▶ TASK PROMPT:
In the piece on 3D printed houses, what does the Dutch company Van Wijnen call its project?

▶ TEXT UNDER STUDY:
————————

These days, it’s as if my childhood fantasies are all coming true — surprisingly enough, through architecture. I’ve always wanted to go to a school straight out of a fairytale: sprawling woods, fireflies, and all. I also remember being so captivated by paper dolls, wishing I was one so I could wear their printed dresses and pet their printed puppies and live in their colorful printed houses. Certainly that, too, doesn’t seem far-fetched anymore as a construction company launches an important project that will create 3D printed houses that are actually habitable.

Dutch company Van Wijnen calls the endeavor Project Milestone and it is being executed in an area near the city of Eindhoven.

Currently, there are five houses in total, each with a unique shape and size that shows off the flexibility of the cutting-edge tech. Since the printer is essentially a giant concrete nozzle that moves along a two-dimensional track high up in the air, architects are able to design homes in pretty much any shape they like.

How is the construction done, you ask? First, the pieces of the house are printed off-site then brought to the area for assembly. That’s pretty much it. The team, however, hopes they will be able to bring the printer on-site soon for more convenient adjustments. This entire process results in a far smaller timeframe than the usual building structure, which takes months and months.

The simplified assembly isn’t the only advantage 3D printing has to offer over conventional building methods. The process requires less workers, keeping costs down and accidents to a minimum. Further, the amount of cement, and transportation required are kept to a bare minimum, reducing the environmental impact.

Of course, improvements on structural integrity and environmental impact are continuously being researched. With the 3D technology behind printed houses still developing, we can’t really expect new villages or cities to suddenly sprout up from the ground (or the printer). But one thing is for sure, this is a game-changer for architecture.

And well, maybe, another: let’s just say kids like me who grew up on paper dolls and other kids who grew up playing The Sims will be very elated.

————————

▶ PROVIDED INFORMATION:

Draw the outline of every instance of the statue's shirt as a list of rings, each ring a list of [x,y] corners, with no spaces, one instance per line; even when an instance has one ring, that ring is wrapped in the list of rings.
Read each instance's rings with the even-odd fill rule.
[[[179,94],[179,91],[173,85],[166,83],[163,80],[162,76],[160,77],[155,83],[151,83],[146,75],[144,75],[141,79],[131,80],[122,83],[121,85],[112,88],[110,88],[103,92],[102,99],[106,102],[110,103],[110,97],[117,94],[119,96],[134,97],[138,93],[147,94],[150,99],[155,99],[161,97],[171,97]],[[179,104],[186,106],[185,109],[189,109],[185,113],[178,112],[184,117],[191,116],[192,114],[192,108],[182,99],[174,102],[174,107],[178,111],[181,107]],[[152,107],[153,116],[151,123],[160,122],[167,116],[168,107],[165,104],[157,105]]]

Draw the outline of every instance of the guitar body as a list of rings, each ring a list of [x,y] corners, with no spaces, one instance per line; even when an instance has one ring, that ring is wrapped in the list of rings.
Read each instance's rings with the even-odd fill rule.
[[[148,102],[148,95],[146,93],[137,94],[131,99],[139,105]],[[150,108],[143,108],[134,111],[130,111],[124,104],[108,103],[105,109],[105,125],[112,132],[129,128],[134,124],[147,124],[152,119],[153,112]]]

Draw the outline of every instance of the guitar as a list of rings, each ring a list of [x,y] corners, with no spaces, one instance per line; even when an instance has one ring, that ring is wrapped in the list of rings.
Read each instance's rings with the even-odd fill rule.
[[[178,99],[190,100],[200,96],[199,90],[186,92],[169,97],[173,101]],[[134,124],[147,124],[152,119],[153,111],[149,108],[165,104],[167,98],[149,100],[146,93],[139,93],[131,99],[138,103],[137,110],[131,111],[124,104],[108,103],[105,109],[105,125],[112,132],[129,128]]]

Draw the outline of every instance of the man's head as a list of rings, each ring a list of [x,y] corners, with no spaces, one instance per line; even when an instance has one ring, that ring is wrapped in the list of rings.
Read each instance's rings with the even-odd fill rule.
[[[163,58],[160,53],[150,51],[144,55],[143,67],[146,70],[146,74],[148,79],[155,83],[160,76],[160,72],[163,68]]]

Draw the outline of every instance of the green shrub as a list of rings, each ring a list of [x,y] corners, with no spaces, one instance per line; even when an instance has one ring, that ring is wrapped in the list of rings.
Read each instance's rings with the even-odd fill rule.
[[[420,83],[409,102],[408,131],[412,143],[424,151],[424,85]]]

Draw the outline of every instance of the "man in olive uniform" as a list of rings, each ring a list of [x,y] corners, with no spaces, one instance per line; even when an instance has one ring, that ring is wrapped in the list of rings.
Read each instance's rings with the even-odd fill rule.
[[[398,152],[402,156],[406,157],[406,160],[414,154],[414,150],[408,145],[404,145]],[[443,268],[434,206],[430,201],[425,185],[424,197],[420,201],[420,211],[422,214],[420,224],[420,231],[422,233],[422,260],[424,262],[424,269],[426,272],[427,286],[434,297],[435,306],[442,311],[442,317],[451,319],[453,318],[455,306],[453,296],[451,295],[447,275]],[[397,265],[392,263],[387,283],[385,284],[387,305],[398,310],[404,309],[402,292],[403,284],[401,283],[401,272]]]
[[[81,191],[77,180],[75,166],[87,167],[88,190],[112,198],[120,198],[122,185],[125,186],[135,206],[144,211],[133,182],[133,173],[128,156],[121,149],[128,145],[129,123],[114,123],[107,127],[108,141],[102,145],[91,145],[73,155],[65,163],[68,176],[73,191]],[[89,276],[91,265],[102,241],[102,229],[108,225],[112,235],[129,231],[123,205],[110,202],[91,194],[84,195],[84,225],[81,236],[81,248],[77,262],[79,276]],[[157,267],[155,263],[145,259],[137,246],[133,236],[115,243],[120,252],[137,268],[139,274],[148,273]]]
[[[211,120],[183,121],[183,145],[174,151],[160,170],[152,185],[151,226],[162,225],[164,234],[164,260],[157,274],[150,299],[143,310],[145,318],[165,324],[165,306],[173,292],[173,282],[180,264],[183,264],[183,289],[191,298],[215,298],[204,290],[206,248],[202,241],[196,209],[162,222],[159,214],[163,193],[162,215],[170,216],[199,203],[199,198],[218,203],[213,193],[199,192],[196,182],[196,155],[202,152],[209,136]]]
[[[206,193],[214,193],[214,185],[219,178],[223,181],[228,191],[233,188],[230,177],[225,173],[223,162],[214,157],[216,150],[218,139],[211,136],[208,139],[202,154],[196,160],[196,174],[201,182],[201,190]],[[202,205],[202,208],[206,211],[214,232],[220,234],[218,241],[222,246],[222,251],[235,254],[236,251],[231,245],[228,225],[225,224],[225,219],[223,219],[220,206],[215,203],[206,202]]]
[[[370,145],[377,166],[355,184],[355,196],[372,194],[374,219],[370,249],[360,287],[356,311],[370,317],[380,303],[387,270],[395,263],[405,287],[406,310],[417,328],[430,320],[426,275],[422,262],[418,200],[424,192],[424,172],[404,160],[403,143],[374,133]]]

————————

▶ EXERCISE RESPONSE:
Project Milestone